— BEGIN Data listing —

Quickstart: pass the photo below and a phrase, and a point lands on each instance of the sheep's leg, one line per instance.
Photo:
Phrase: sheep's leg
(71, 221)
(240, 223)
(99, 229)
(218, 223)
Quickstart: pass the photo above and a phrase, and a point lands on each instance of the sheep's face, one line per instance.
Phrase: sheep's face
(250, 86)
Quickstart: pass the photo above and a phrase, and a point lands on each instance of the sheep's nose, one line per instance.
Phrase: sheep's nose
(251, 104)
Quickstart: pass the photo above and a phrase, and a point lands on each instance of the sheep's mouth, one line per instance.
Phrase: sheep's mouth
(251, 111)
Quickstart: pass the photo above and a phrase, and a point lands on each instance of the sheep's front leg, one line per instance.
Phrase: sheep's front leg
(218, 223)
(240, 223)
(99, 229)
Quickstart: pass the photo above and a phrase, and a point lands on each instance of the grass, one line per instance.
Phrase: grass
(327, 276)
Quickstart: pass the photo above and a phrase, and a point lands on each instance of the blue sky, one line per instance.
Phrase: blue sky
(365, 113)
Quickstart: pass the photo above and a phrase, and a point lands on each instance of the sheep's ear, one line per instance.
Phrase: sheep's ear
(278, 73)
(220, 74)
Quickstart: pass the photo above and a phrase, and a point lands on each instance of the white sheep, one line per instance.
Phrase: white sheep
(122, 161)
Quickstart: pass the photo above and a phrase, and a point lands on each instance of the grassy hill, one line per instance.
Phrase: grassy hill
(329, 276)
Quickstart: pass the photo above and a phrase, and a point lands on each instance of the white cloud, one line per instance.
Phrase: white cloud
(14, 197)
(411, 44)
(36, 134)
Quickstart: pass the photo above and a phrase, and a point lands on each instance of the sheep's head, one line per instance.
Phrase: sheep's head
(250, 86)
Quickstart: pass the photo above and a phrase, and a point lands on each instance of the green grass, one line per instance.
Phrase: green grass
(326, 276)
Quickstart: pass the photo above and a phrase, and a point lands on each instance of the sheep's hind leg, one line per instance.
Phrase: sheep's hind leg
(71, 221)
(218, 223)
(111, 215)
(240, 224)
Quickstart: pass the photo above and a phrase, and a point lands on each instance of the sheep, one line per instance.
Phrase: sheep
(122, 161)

— END Data listing —

- Work to complete
Starting with the line that contains "ear, one line per instance." and going on through the end of the records, write those lines out again with "Quickstart" switched to "Tip" and nothing else changed.

- Answer to the problem
Tip: pass the photo above and a phrase, and a point lands on each instance of the sheep's ear, one line per instance.
Phrase: sheep's ear
(278, 73)
(220, 74)
Tip: pass the photo above and a phrase, and a point lands on each instance of the white sheep, one line per instance.
Phrase: white sheep
(122, 161)
Tip: pass the photo above and a phrase, and a point lands on each instance of the grassy hill, one line per instance.
Phrase: grassy hill
(329, 276)
Tip: pass the photo above and a phrase, and a point lands on each instance of the white cloud, one line per instance.
Phrase: white cloud
(14, 197)
(411, 44)
(36, 134)
Tip: pass the photo above and a phrase, and a point lands on each instance of the sheep's head, one line per instance.
Phrase: sheep's head
(250, 86)
Tip: pass the photo above and a phrase, and a point lands on each instance of the green grass, one line per instance.
Phrase: green grass
(326, 276)
Tip: pass the photo above and a phrase, and a point lands on each instance of the sheep's hind leg, one line per instance.
Phrase: sheep's hind leg
(71, 221)
(218, 223)
(111, 215)
(240, 224)
Tip: pass the photo above and a phrase, and a point lands on each instance of the sheep, one line per instance.
Phrase: sheep
(122, 161)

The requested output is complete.